>> Start

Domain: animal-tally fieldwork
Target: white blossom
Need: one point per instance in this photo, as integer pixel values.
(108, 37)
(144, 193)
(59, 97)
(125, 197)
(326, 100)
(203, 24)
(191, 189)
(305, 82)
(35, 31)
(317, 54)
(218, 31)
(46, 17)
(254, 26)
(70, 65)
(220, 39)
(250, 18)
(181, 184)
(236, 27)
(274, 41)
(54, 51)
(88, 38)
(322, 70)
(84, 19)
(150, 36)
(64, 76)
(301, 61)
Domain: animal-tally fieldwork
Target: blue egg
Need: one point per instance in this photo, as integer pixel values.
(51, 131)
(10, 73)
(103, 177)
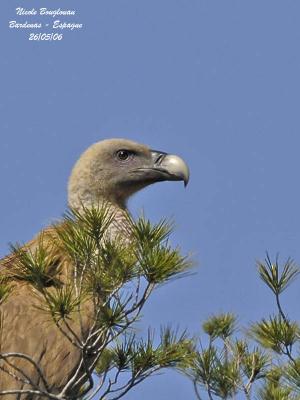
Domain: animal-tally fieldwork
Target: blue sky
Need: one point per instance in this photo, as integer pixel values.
(216, 82)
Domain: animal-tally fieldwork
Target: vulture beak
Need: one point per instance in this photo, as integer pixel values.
(170, 167)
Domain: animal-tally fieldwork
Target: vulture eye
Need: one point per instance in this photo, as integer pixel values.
(123, 155)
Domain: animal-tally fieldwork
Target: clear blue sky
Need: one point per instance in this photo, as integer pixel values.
(216, 82)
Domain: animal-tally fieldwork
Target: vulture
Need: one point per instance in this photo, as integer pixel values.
(109, 171)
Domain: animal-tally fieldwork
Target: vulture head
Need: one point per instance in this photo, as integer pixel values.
(114, 169)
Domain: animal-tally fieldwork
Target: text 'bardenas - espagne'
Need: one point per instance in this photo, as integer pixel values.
(49, 22)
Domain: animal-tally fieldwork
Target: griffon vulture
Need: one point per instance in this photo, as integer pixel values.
(108, 171)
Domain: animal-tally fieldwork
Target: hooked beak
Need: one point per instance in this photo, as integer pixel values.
(170, 167)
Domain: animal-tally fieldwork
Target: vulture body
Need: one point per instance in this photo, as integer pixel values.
(109, 171)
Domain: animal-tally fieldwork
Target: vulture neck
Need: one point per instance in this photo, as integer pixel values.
(120, 223)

>> End

● **What to work on**
Do not copy the pictures, but repeat every line exactly.

● **Result below**
Domain: animal-tally fieldwork
Target: white blossom
Need: one point per instance in this photo, as integer pixel values.
(108, 37)
(144, 193)
(59, 97)
(125, 197)
(326, 100)
(203, 24)
(191, 189)
(305, 82)
(35, 31)
(317, 54)
(218, 31)
(46, 17)
(254, 26)
(70, 65)
(220, 39)
(250, 18)
(181, 184)
(236, 27)
(274, 41)
(54, 51)
(88, 38)
(322, 70)
(84, 19)
(150, 36)
(64, 76)
(301, 61)
Domain: animal-tally fieldwork
Target: blue egg
Need: one point per instance in this photo, as integer pixel values.
(51, 131)
(10, 73)
(103, 177)
Domain: animal-tally fieldwork
Target: blue sky
Need: one point per instance in this photo, as integer pixel values.
(216, 82)
Domain: animal-tally fieldwork
Target: vulture beak
Need: one point per instance in this photo, as integer pixel values.
(170, 167)
Domain: animal-tally fieldwork
Target: vulture eye
Need: one point per instance in this photo, as integer pixel values.
(123, 155)
Domain: animal-tally fieldwork
Target: clear blue sky
Need: one point per instance in this photo, as integer pixel values.
(216, 82)
Domain: animal-tally fieldwork
Target: vulture
Need: one point per instance in this photo, as integer pixel values.
(109, 171)
Domain: animal-tally fieldwork
Target: vulture head
Need: one point per instance in this photo, as integer pixel values.
(114, 169)
Domain: animal-tally fieldwork
Target: text 'bardenas - espagne'
Need: one point per instance in this photo, as integer pixel values.
(49, 22)
Domain: animal-tally fieldwork
Target: griffon vulture
Need: one point per instance in this photo, as integer pixel values.
(108, 171)
Domain: animal-tally fieldwork
Target: hooked beak
Need: one point per instance in this photo, as integer pixel values.
(170, 167)
Domain: animal-tally fieldwork
Target: vulture body
Need: one point per instance in this photo, as integer pixel values.
(109, 171)
Domain: animal-tally fieldwork
Target: vulture neck
Need: one point per instance in this photo, as integer pixel values.
(120, 223)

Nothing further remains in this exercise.